(Beginning of Records)
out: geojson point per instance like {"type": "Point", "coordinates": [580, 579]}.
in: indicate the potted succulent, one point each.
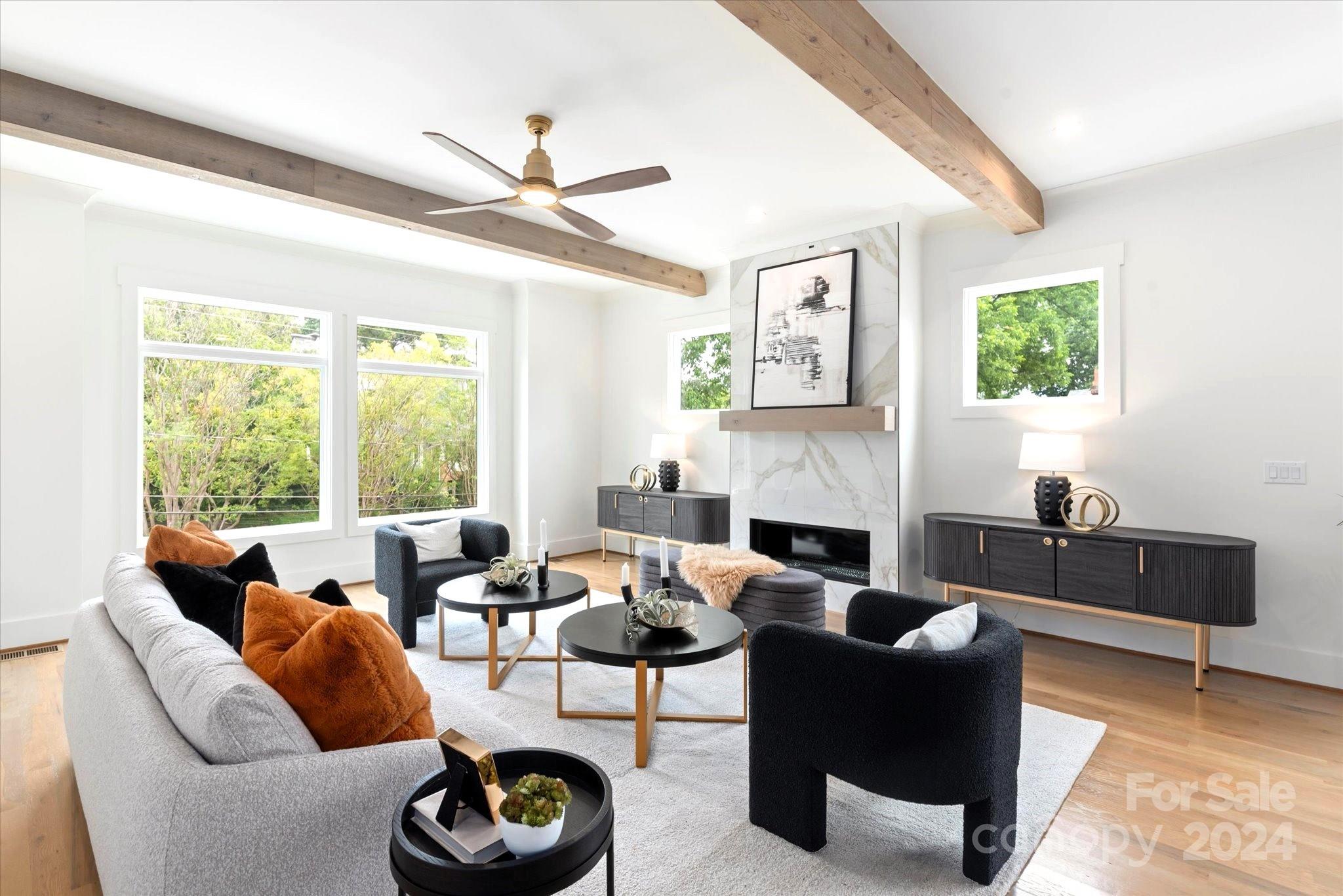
{"type": "Point", "coordinates": [532, 815]}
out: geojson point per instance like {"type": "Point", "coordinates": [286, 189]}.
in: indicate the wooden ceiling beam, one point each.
{"type": "Point", "coordinates": [49, 113]}
{"type": "Point", "coordinates": [843, 47]}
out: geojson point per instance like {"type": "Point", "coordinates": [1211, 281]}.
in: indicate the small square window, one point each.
{"type": "Point", "coordinates": [1036, 340]}
{"type": "Point", "coordinates": [700, 370]}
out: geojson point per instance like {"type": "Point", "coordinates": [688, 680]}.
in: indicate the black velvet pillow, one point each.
{"type": "Point", "coordinates": [325, 593]}
{"type": "Point", "coordinates": [207, 594]}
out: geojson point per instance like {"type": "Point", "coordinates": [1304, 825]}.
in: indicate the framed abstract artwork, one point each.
{"type": "Point", "coordinates": [803, 332]}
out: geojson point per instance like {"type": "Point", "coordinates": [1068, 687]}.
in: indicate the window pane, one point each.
{"type": "Point", "coordinates": [707, 372]}
{"type": "Point", "coordinates": [415, 347]}
{"type": "Point", "coordinates": [1039, 343]}
{"type": "Point", "coordinates": [416, 444]}
{"type": "Point", "coordinates": [231, 445]}
{"type": "Point", "coordinates": [174, 320]}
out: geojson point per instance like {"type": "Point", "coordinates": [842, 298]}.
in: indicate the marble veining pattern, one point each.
{"type": "Point", "coordinates": [843, 480]}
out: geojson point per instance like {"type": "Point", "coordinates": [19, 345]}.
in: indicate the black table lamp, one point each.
{"type": "Point", "coordinates": [668, 449]}
{"type": "Point", "coordinates": [1053, 452]}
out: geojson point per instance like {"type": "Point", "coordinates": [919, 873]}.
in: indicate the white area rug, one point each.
{"type": "Point", "coordinates": [681, 823]}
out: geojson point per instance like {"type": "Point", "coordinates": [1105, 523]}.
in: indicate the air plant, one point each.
{"type": "Point", "coordinates": [508, 572]}
{"type": "Point", "coordinates": [536, 801]}
{"type": "Point", "coordinates": [660, 610]}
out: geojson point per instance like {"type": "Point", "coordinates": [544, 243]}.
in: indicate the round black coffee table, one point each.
{"type": "Point", "coordinates": [424, 868]}
{"type": "Point", "coordinates": [598, 636]}
{"type": "Point", "coordinates": [474, 594]}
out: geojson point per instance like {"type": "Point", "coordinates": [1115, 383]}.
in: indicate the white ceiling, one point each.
{"type": "Point", "coordinates": [1133, 84]}
{"type": "Point", "coordinates": [761, 156]}
{"type": "Point", "coordinates": [629, 85]}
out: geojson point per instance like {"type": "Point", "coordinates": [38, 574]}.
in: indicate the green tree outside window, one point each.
(End of Records)
In this exercise, set down all of the data exactly, without the pictures.

out: geojson point per instance like {"type": "Point", "coordinates": [580, 579]}.
in: indicate the potted succulent, one point each.
{"type": "Point", "coordinates": [532, 815]}
out: geojson point per instance like {"type": "Point", "coordinates": [286, 189]}.
in: indicate the wooden ceiling beam, one point each.
{"type": "Point", "coordinates": [49, 113]}
{"type": "Point", "coordinates": [843, 47]}
out: geojson point per instance like {"type": "Point", "coordinates": [1211, 281]}.
in: indicate the small square window, one point each.
{"type": "Point", "coordinates": [1036, 340]}
{"type": "Point", "coordinates": [700, 370]}
out: geojson point per instance like {"type": "Point", "coordinates": [688, 680]}.
in: indicate the black velvet pillow, one point each.
{"type": "Point", "coordinates": [325, 593]}
{"type": "Point", "coordinates": [207, 594]}
out: geojson point per instance like {"type": "Point", "coordinates": [1304, 825]}.
in: indicate the framed abstract artwork, one point each.
{"type": "Point", "coordinates": [803, 332]}
out: geojson point per instance like {"type": "Point", "coordinates": [1068, 687]}.
in: indicate the window pane, one point each.
{"type": "Point", "coordinates": [707, 372]}
{"type": "Point", "coordinates": [415, 347]}
{"type": "Point", "coordinates": [1039, 343]}
{"type": "Point", "coordinates": [416, 444]}
{"type": "Point", "coordinates": [231, 445]}
{"type": "Point", "coordinates": [174, 320]}
out: geojson point per instance like {"type": "Point", "coordinates": [842, 298]}.
in: indicate the marble veining pattern, one point each.
{"type": "Point", "coordinates": [843, 480]}
out: geojson point per instance like {"type": "Point", "coordinates": [19, 345]}.
in: indicate the black table lamp, one point each.
{"type": "Point", "coordinates": [668, 449]}
{"type": "Point", "coordinates": [1053, 452]}
out: geojson point per instance like {"type": "Point", "coordinates": [919, 873]}.
in: indicate the white area rug, one point each.
{"type": "Point", "coordinates": [681, 823]}
out: geojson point per instance like {"type": "Point", "coordinates": [1105, 523]}.
in: indicate the air plant, one point each.
{"type": "Point", "coordinates": [508, 572]}
{"type": "Point", "coordinates": [536, 801]}
{"type": "Point", "coordinates": [660, 610]}
out: geojson point per instance like {"type": "Point", "coordinates": [544, 243]}.
in: indicate the round black coffee table, one point each.
{"type": "Point", "coordinates": [424, 868]}
{"type": "Point", "coordinates": [598, 636]}
{"type": "Point", "coordinates": [474, 594]}
out: geojson point per instance like {"type": "Point", "coordinates": [1115, 383]}.
in: indicate the white ceiling, one point each.
{"type": "Point", "coordinates": [1133, 84]}
{"type": "Point", "coordinates": [761, 156]}
{"type": "Point", "coordinates": [629, 85]}
out: geojson point per instance like {"type": "Point", "coordinates": [38, 574]}.
in: indicate the green tree outside window, one point each.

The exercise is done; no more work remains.